• **Task requirements**:
Transcribe exactly the line that contains "Target: man's hand" and every line after it through the end of the records, with nothing else.

• **Extracted material**:
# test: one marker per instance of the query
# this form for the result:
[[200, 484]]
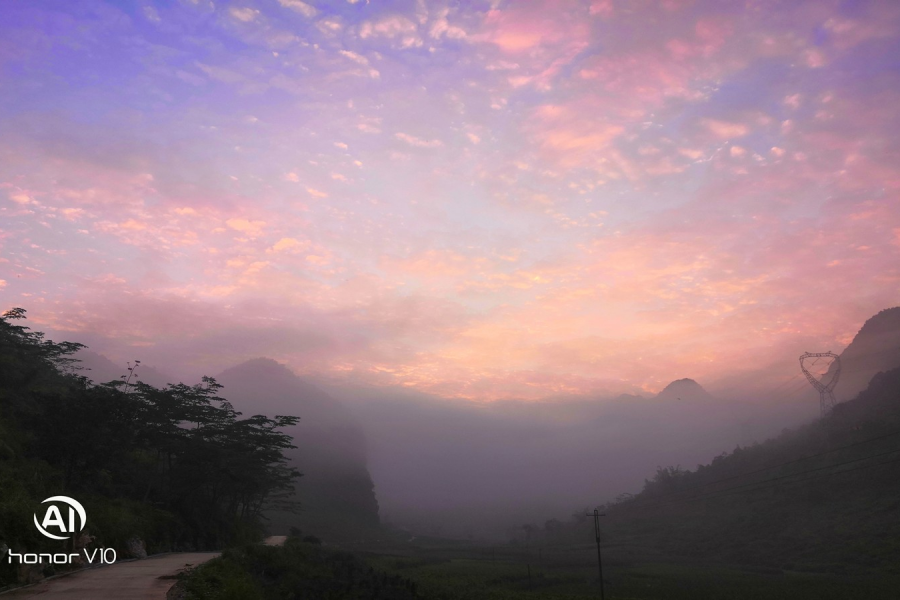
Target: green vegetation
[[176, 467], [821, 499], [298, 570]]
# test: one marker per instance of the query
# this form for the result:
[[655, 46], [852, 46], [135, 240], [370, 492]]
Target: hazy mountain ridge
[[875, 348], [823, 497], [336, 491]]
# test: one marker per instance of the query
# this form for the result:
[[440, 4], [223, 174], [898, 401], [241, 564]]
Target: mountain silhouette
[[684, 390], [874, 349], [336, 492]]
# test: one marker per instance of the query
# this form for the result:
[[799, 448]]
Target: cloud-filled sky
[[480, 199]]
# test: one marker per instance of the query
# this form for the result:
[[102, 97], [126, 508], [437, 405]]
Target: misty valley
[[450, 300], [398, 497]]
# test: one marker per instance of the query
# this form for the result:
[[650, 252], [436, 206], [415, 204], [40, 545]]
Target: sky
[[481, 200]]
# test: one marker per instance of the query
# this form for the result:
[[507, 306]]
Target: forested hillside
[[163, 468], [338, 495], [824, 497]]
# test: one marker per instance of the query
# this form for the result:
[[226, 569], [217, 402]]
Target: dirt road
[[135, 580]]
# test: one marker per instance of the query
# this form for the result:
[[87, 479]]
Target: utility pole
[[597, 515]]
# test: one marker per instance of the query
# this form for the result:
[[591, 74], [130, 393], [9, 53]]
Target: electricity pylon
[[825, 388]]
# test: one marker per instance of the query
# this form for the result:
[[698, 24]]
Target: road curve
[[133, 580]]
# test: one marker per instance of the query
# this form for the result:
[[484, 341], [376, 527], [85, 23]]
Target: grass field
[[505, 573]]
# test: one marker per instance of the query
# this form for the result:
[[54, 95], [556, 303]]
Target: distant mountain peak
[[876, 347], [684, 389]]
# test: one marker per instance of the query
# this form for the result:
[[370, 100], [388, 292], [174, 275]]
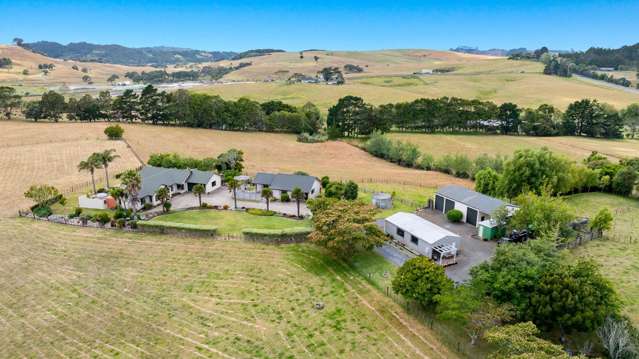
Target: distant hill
[[122, 55], [255, 53], [623, 57]]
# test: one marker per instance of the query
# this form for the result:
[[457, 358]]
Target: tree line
[[351, 116], [181, 108]]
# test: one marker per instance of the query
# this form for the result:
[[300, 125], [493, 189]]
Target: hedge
[[289, 235], [177, 228]]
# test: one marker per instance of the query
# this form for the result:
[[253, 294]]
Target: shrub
[[114, 132], [426, 162], [122, 213], [454, 215], [288, 235], [260, 212], [102, 218], [77, 211], [42, 211], [307, 138]]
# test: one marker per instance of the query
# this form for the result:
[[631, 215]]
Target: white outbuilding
[[424, 237]]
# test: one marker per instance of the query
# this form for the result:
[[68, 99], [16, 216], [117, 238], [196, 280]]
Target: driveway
[[222, 196], [473, 250]]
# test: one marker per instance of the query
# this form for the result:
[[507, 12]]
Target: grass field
[[575, 148], [618, 255], [63, 74], [388, 77], [232, 222], [68, 292], [31, 154], [49, 153]]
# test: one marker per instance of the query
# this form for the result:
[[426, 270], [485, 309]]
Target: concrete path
[[222, 196]]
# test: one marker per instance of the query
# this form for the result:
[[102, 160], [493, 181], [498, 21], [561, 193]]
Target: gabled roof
[[155, 177], [471, 198], [419, 227], [200, 177], [285, 182]]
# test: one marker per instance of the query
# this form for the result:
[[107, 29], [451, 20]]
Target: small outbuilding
[[424, 237], [476, 207], [382, 200]]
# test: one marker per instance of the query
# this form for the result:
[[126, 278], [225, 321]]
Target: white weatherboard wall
[[210, 187]]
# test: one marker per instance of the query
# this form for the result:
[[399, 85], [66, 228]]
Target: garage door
[[449, 205], [439, 203], [471, 216]]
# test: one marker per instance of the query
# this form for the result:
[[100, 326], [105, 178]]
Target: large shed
[[476, 207], [422, 236]]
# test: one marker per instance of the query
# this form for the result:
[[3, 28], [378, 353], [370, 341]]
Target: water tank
[[382, 200]]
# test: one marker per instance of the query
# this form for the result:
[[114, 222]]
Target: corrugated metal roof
[[155, 177], [470, 198], [200, 177], [285, 182], [419, 227]]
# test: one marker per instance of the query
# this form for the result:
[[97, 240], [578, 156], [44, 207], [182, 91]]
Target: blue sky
[[325, 24]]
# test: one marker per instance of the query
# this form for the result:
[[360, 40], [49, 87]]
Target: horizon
[[345, 25]]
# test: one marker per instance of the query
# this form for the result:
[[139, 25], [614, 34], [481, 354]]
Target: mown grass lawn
[[619, 253], [232, 222]]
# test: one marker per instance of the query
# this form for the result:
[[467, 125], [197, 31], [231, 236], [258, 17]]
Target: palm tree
[[297, 195], [132, 183], [233, 185], [118, 194], [90, 165], [198, 190], [104, 158], [267, 194], [163, 195]]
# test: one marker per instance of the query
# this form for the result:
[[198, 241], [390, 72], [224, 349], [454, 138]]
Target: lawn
[[232, 222], [71, 292], [619, 254]]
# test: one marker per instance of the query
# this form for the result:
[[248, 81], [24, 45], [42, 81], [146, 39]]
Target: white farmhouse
[[176, 180], [422, 236], [285, 183]]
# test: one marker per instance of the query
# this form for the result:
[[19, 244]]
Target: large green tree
[[344, 227], [543, 215], [9, 100], [536, 171], [419, 279], [572, 298]]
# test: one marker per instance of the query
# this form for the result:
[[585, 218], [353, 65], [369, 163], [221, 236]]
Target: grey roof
[[471, 198], [285, 182], [201, 177], [155, 177]]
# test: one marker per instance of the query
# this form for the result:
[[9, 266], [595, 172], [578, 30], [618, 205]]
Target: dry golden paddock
[[45, 152]]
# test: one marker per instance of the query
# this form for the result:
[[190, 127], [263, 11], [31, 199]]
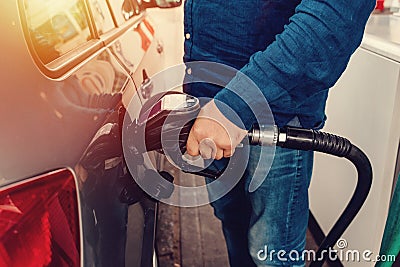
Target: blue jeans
[[258, 225]]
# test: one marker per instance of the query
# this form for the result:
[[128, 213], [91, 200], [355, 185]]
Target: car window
[[102, 16], [56, 27], [124, 9]]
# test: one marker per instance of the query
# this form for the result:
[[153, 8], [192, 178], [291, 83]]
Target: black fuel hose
[[308, 139]]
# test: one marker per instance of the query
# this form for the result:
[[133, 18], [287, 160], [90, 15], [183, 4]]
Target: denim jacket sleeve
[[308, 56]]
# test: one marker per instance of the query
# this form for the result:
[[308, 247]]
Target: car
[[69, 70]]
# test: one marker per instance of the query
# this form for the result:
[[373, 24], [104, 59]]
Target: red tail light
[[39, 222]]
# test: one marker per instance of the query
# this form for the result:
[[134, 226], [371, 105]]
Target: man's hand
[[213, 135]]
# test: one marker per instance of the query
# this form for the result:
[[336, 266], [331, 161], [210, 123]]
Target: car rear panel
[[74, 122]]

• **Answer for this exercise**:
Target: man's hand
[[213, 135]]
# test: one marker per instance of the query
# this form for the result:
[[336, 266], [331, 161], [210, 123]]
Target: car rear panel
[[74, 122]]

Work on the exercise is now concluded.